**Objective**
Copy out each line of the records that contains the word "blue", leaving out all the other lines.

**The input**
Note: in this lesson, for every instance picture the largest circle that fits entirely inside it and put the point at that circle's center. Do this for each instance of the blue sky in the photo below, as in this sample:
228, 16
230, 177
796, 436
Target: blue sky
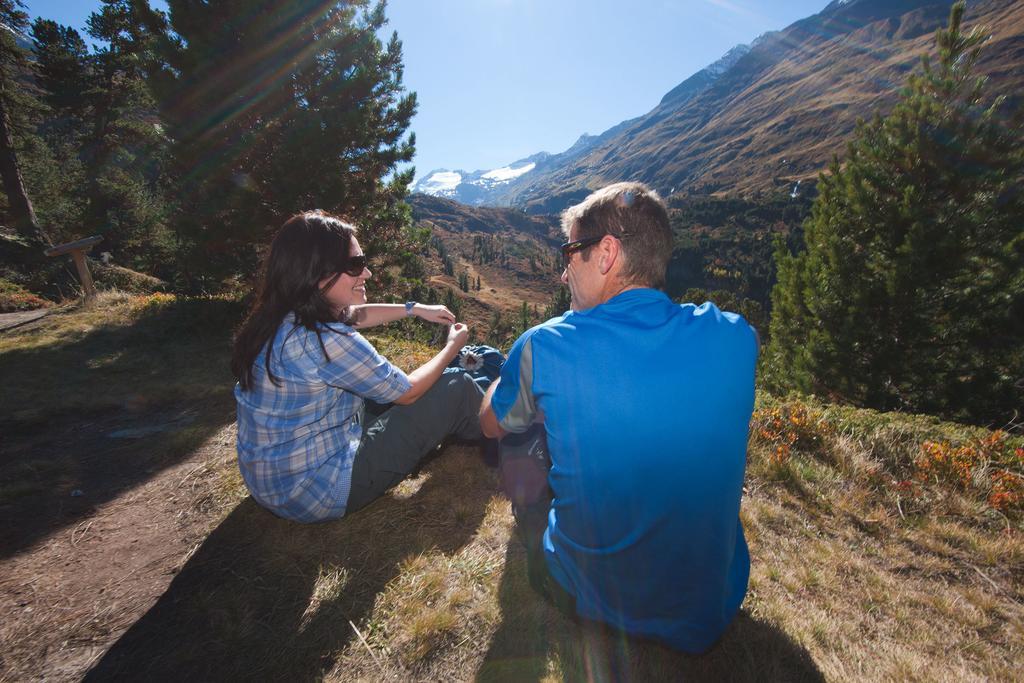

**Exercise answer**
Note: in this lesson, for every instance picture the largest circle that fits entirely inside it and put the point at that circle's center. Do this for each instance of the blue sky in the photo below, as in this sample:
Target: blue sky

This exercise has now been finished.